* **Passage given**
As this document describes user-space interfaces it belongs to
Documentation/admin-guide/mm.

>  1 file changed, 71 insertions(+)
>  create mode 100644 Documentation/vm/numaperf.rst
> 
> diff --git a/Documentation/vm/numaperf.rst b/Documentation/vm/numaperf.rst
> new file mode 100644
> index 000000000000..5a3ecaff5474
> --- /dev/null
> +++ b/Documentation/vm/numaperf.rst
> @@ -0,0 +1,71 @@
> +.. _numaperf:
> +
> +================
> +NUMA Performance
> +================
> +
> +Some platforms may have multiple types of memory attached to a single
> +CPU. These disparate memory ranges share some characteristics, such as
> +CPU cache coherence, but may have different performance. For example,
> +different media types and buses affect bandwidth and latency.

* **Provided entries**
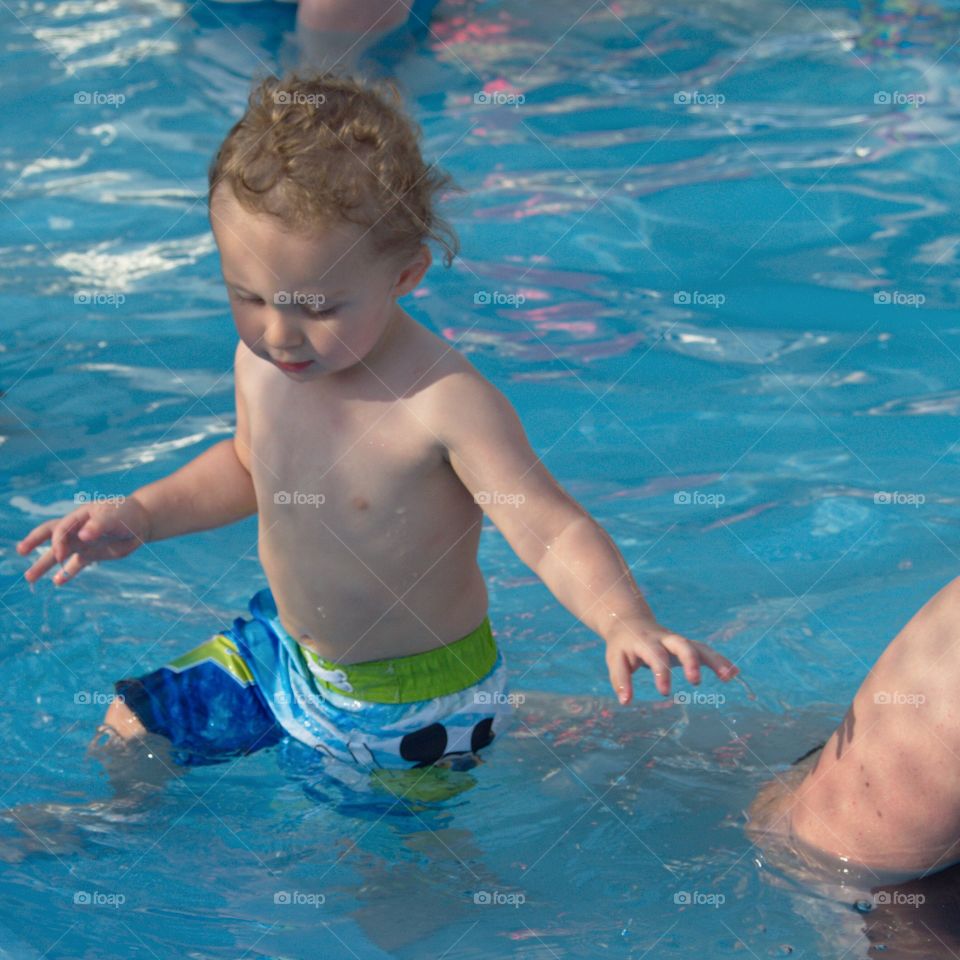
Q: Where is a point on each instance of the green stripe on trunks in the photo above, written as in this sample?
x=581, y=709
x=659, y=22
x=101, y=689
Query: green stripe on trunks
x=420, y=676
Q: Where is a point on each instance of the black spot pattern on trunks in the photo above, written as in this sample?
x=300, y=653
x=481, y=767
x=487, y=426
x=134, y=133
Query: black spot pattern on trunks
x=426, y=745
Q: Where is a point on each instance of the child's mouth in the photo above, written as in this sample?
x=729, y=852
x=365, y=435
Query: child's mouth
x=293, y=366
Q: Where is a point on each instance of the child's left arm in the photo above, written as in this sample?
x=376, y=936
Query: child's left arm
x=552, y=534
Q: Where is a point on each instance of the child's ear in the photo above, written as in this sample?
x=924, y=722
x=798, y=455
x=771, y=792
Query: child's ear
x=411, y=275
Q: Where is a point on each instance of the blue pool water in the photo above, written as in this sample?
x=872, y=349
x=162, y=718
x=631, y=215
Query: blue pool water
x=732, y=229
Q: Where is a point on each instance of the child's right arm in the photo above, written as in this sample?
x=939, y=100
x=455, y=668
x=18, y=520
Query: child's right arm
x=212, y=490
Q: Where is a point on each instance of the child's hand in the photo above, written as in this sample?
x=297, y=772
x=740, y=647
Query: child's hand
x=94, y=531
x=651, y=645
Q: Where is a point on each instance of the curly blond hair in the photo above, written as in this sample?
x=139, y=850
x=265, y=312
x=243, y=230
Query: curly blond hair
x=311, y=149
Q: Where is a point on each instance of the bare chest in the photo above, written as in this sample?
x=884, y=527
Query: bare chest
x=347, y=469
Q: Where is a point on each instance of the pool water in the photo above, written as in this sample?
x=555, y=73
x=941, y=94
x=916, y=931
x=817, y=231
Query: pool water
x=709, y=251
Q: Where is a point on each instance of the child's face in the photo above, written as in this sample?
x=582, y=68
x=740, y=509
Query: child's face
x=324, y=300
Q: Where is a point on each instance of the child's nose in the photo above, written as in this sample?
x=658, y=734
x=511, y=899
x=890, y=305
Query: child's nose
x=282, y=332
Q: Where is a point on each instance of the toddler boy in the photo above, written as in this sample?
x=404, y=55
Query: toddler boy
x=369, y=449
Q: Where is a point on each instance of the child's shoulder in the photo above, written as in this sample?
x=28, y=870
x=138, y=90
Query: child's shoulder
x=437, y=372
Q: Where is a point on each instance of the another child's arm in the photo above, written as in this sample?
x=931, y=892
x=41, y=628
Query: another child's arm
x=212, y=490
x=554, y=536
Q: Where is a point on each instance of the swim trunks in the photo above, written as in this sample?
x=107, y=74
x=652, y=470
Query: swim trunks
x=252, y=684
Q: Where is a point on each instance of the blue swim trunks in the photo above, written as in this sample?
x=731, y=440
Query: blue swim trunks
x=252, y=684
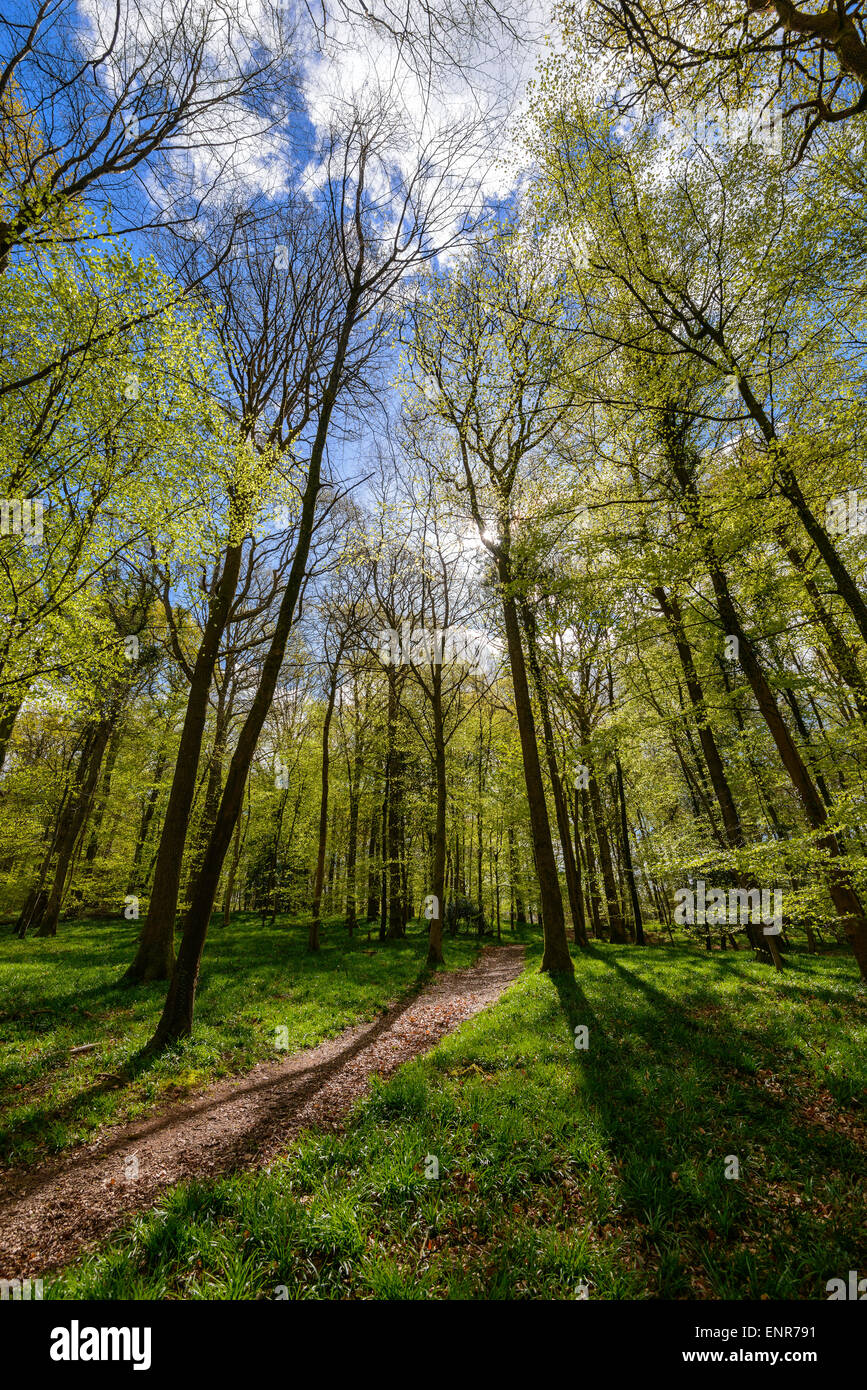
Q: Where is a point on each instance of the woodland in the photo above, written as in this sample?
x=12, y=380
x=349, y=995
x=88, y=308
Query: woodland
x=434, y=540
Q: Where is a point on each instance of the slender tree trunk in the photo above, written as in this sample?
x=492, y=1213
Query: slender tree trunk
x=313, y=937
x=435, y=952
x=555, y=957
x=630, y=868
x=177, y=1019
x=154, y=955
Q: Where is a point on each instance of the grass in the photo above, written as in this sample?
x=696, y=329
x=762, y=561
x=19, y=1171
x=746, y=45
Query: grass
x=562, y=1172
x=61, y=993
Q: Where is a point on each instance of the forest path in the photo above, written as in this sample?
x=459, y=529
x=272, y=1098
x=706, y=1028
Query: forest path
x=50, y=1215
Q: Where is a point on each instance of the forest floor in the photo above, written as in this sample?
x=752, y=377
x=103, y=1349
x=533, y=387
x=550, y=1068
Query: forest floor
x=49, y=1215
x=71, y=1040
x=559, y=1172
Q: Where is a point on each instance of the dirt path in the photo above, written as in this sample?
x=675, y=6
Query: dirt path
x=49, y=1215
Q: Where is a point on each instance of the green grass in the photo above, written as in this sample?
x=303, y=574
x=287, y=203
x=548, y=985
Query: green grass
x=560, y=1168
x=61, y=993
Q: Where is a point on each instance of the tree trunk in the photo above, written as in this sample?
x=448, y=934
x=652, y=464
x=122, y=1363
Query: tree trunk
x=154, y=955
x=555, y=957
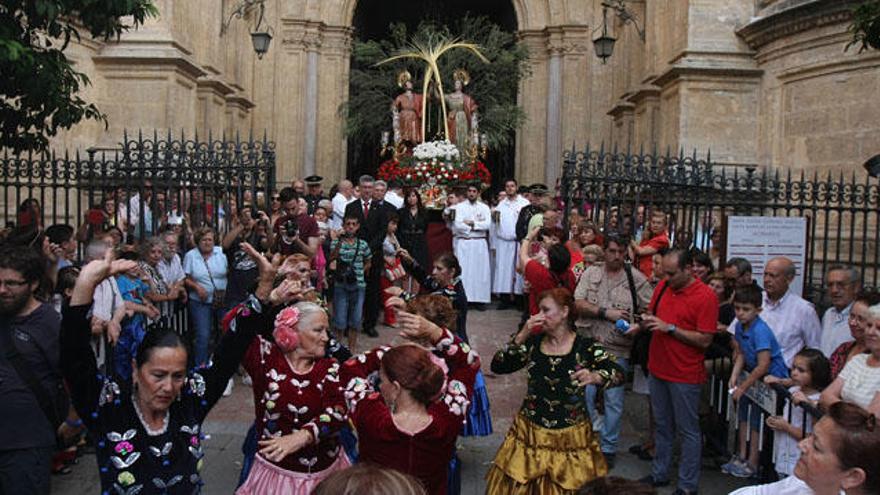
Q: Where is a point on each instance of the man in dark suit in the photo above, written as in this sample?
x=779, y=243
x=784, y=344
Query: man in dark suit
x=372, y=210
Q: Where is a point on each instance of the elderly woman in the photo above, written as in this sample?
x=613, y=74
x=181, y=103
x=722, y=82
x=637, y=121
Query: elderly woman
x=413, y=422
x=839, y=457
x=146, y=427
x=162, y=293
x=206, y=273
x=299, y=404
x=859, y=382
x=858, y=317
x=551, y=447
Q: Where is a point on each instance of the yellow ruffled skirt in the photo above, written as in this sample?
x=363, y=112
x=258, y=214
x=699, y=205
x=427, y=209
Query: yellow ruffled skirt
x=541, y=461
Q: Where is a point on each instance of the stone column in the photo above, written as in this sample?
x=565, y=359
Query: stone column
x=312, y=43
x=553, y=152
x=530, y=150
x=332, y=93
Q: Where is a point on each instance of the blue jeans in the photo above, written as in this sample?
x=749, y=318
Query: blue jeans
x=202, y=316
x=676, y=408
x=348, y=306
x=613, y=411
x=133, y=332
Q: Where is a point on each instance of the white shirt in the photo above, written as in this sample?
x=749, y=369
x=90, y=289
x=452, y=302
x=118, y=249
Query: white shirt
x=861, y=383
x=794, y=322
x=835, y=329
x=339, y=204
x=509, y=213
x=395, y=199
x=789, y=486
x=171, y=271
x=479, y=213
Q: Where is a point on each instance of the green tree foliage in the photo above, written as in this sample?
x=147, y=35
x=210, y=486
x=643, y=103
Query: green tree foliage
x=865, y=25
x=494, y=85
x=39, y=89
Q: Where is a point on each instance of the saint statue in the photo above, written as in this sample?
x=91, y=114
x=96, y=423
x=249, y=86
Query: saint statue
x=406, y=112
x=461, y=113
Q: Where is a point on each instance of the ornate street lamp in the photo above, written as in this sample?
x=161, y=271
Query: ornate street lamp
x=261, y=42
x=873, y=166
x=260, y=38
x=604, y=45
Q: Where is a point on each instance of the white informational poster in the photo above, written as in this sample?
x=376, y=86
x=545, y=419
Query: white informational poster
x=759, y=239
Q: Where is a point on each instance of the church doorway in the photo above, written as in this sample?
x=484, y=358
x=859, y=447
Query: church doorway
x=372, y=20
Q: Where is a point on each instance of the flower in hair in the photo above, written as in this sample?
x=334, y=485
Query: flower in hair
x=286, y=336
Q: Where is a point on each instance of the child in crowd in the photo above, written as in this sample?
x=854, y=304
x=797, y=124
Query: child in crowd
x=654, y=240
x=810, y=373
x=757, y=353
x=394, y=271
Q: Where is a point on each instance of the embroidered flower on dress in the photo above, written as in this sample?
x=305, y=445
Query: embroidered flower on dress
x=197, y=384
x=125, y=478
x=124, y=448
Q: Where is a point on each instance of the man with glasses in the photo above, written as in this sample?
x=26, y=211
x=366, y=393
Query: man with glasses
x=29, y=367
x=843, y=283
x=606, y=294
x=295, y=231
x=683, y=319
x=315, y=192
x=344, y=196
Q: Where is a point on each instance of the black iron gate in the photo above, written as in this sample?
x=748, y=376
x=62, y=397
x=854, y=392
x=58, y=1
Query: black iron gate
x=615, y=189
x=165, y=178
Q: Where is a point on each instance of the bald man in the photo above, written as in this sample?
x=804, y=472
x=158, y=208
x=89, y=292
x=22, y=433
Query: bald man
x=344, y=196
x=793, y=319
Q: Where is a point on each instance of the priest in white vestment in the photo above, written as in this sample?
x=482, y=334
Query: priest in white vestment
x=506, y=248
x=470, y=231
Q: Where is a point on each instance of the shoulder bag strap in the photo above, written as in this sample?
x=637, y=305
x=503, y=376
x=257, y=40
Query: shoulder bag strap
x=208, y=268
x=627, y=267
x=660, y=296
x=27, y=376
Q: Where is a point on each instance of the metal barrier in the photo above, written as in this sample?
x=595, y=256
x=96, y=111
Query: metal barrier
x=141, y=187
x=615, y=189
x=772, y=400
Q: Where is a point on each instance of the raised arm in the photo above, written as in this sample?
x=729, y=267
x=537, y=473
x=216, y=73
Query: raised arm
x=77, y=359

* **Exercises**
#1 Using the excerpt on NUMA performance, answer these:
(a) In which documentation directory does the reviewer say the new document belongs?
(b) What is the path of the file the patch creates?
(c) Which two properties are said to be affected by different media types and buses?
#2 From the entries, copy out word for word the lines from the one with "Q: Where is a point on each instance of the dirt" up to and including the one with "x=551, y=447". Leave the pictures out.

* **Answers to the tasks**
#1
(a) Documentation/admin-guide/mm
(b) Documentation/vm/numaperf.rst
(c) Bandwidth and latency

#2
Q: Where is a point on each instance of the dirt path in the photo above, written as in this sample?
x=675, y=6
Query: dirt path
x=49, y=1215
Q: Where is a point on each instance of the green grass in the photo above, written as in this sample?
x=303, y=574
x=287, y=203
x=548, y=985
Query: green grass
x=560, y=1168
x=61, y=993
Q: Where is a point on each instance of the tree trunk in the photo above, written as in this sample?
x=448, y=934
x=652, y=464
x=122, y=1363
Query: tree trunk
x=154, y=955
x=555, y=957
Q: Where is a point on each instance of the man in dark suit in the photo above, written as in this sample?
x=779, y=243
x=784, y=344
Query: man in dark suit
x=372, y=210
Q: Where is a point on each instance of the elderly woman in the photo above, written as in this sample?
x=613, y=74
x=181, y=103
x=722, y=82
x=637, y=121
Query: elderly woman
x=413, y=422
x=839, y=457
x=146, y=427
x=162, y=293
x=206, y=273
x=299, y=404
x=859, y=382
x=858, y=317
x=551, y=447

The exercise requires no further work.